Les débats présentés ci-dessous ont fait partie d’un cycle de formation sur l’économie féministe et la justice environnementale. Organisée par la Marche Mondiale des Femmes (MMF) du Brésil, en collaboration avec le groupe sur la Justice de genre et le démantèlement du patriarcat des Amis de la Terre International (ATI), la formation s’adressait aux membres de la fédération de toutes les régions du monde.
Capire et Radio Mundo Real publient des résumés des discussions qui ont eu lieu dans ce processus, comme un moyen d’enregistrer la mémoire des apprentissages et de partager les idées avec un public plus large, renforçant les alliances. Dans le texte précédent, publié en juin 2025, nous avons rapporté les réflexions des premier et deuxième modules du cycle de formation, dans lesquels le concept d’économie féministe a été introduit et les groupes ont pu partager des expériences, des pratiques et des défis.
Les rencontres ont renforcé les idées clés de l’économie féministe, qui n’est pas conçue uniquement comme une élaboration théorique, mais comme un outil de lutte anti-systémique mobilisée dans les processus d’alliance. Par conséquent, contrairement à la session précédente, qui a eu des présentations des militantes de la MMF Tica Moreno et Sophie Ogutu, la session finale s’est déroulée dans une dynamique plus participative, dans le but d’élaborer des possibilités d’approfondir l’économie féministe dans l’agenda des Amis de la Terre International.
Introduction aux débats sur l’économie féministe
Faisant une rétrospective des contenus travaillés, la militante de la MMF Natália Lobo présente : « Nous avons un peu parlé des critiques que l’économie féministe fait à l’économie capitaliste classique. Pour nous, lorsque nous parlons d’économie féministe, nous parlons d’une économie de rupture avec le système capitaliste, qui non seulement cherche à organiser la production d’une autre manière dans le système économique, mais réfléchit également au rôle de la reproduction dans ce système économique ».
Natália a partagé les propositions pour la transformation de l’économie féministe : « Nous proposons que la reproduction ait un autre degré d’importance dans la manière de penser l’économie, car, en fait, le centre de l’économie se trouve dans les travaux qui garantissent la reproduction de la vie ». La conclusion qu’elle présente est que « par conséquent, la contribution de l’économie féministe est d’affirmer que la durabilité de la vie est ce qui devrait être au centre du système économique, et non le profit des sociétés transnationales et de quelques milliardaires, comme c’est le cas aujourd’hui ».
Des thèmes de l’économie féministe tels que l’interdépendance et l’écodépendance ont également été abordés et sont des liens importants avec la lutte pour la justice environnementale et la défense d’une relation harmonieuse avec la nature, qui n’est possible que sans les attaques du capital sur les territoires. « Nous sommes la nature et nous dépendons de la nature. Par conséquent, le système économique ne devrait pas considérer la nature comme un facteur externe », explique Natália.
● ● ● ● ●
**Tâches à réaliser:**
- a) Résumez en deux phrases l'extrait sur l'économie féministe.
- b) Répondez brièvement à ces questions sur l'extrait consacré à l'économie féministe :
(i) En quel mois et en quelle année le texte précédent a-t-il été publié ?
(ii) Quelles militantes de la MMF ont fait des présentations lors de la session précédente ?
(iii) Selon Natália Lobo, qu'est-ce que le système économique ne devrait pas considérer comme un facteur externe ?
Les données ne jouent aucun rôle ici.

**Données présentées:**
● ● ● ● ●
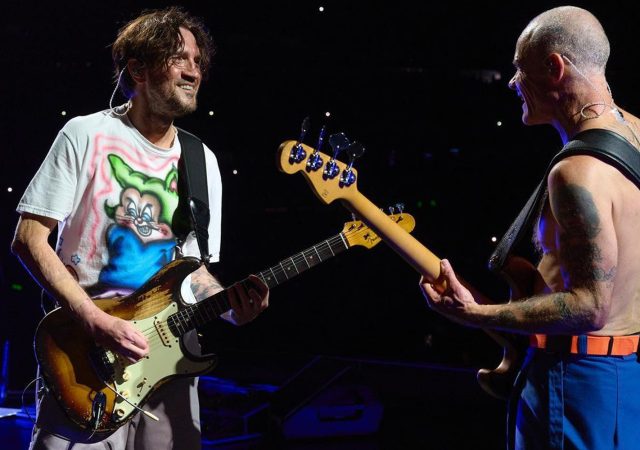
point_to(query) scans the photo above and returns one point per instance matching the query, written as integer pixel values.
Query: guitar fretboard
● ● ● ● ●
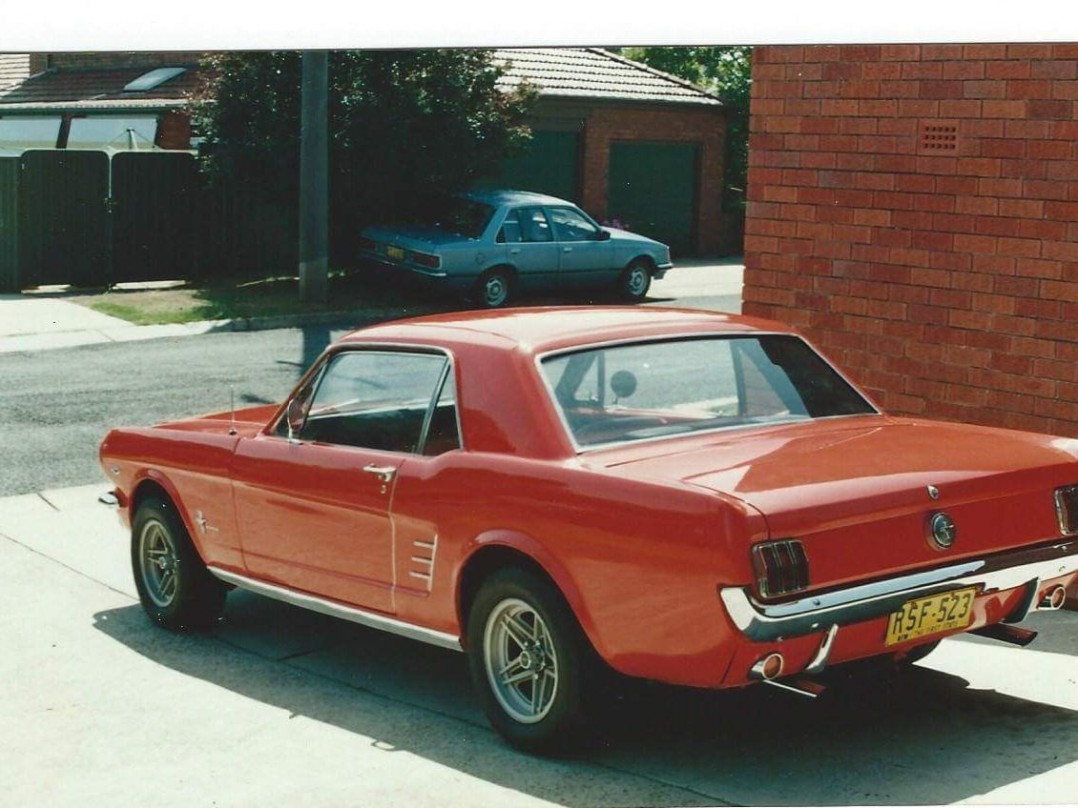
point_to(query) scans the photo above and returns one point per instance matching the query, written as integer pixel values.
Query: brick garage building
● ● ● ● ●
**Réponses dans l'ordre:**
- a) L'extrait rend compte d'un cycle de formation sur l'économie féministe et la justice environnementale, organisé par la Marche Mondiale des Femmes du Brésil avec un groupe des Amis de la Terre International à l'intention des membres de la fédération. La militante Natália Lobo y décrit l'économie féministe comme une économie de rupture avec le système capitaliste, qui place la durabilité de la vie au centre du système économique et refuse de traiter la nature comme un facteur externe.

- b)
(i) En juin 2025.
(ii) Tica Moreno et Sophie Ogutu.
(iii) La nature.